LISTING >>
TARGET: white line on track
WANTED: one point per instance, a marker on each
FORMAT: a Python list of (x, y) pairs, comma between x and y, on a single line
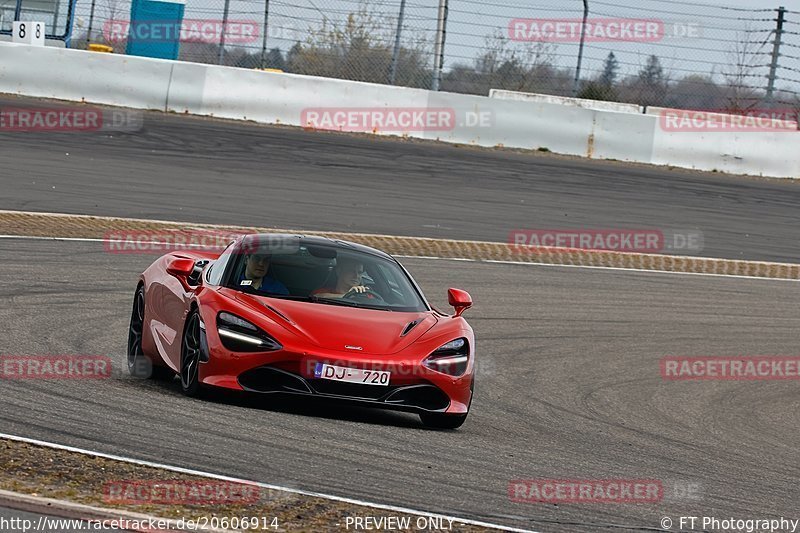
[(229, 479), (426, 257)]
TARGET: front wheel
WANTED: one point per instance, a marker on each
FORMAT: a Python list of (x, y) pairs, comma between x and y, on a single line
[(190, 356), (442, 421)]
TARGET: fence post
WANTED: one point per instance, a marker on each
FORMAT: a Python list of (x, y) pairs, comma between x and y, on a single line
[(264, 41), (776, 53), (577, 81), (91, 24), (396, 54), (222, 35), (438, 52)]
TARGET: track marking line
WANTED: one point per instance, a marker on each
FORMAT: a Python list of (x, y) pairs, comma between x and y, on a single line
[(230, 479)]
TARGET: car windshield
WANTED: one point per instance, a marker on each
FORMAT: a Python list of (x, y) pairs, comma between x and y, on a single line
[(324, 274)]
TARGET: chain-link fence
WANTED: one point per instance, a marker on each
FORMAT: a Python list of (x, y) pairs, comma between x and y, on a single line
[(672, 54)]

PROBLEM STATEMENT >>
Turn every line of the rows above into a Markdown table with the columns "No." and "Line," numbering the lines in order. Skip blank lines and leave the pictures out.

FULL ANSWER >>
| No. | Line |
|---|---|
| 1 | TARGET: white line on track |
| 2 | WANTED: one point per instance, a marker on each |
| 3 | FORMAT: a Python list of (x, y) pairs, comma between x and y, on a single line |
| 4 | [(229, 479), (426, 257)] |
| 5 | TARGET: front wheel |
| 6 | WANTED: one point per instance, a marker on each |
| 7 | FORMAT: a Python list of (x, y) pairs, comma between x and y, on a single line |
| 8 | [(190, 356), (442, 421)] |
| 9 | TARGET: fence post |
| 10 | WANTED: one point per instance, a marker on each |
| 11 | FORMAT: a Python list of (x, y) pairs, comma between x and y, on a single line |
| 12 | [(264, 41), (776, 53), (577, 81), (91, 24), (396, 54), (222, 35), (438, 52)] |
| 13 | TARGET: track marking line |
| 14 | WANTED: one point per instance, a marker on each |
| 15 | FORMAT: a Python list of (x, y) pairs, comma between x and y, on a single line |
| 16 | [(230, 479)] |
| 17 | TARGET: car windshield |
| 18 | WANTED: one point per instance, a marker on each |
| 19 | FORMAT: a Python list of (x, y) pairs, comma between x and y, on a single line |
| 20 | [(324, 274)] |
| 21 | TARGET: chain-link fence |
| 22 | WANTED: one point per instance, a marker on each |
| 23 | FORMAT: a Python list of (x, y) pairs, comma between x and y, on a single line |
| 24 | [(672, 54)] |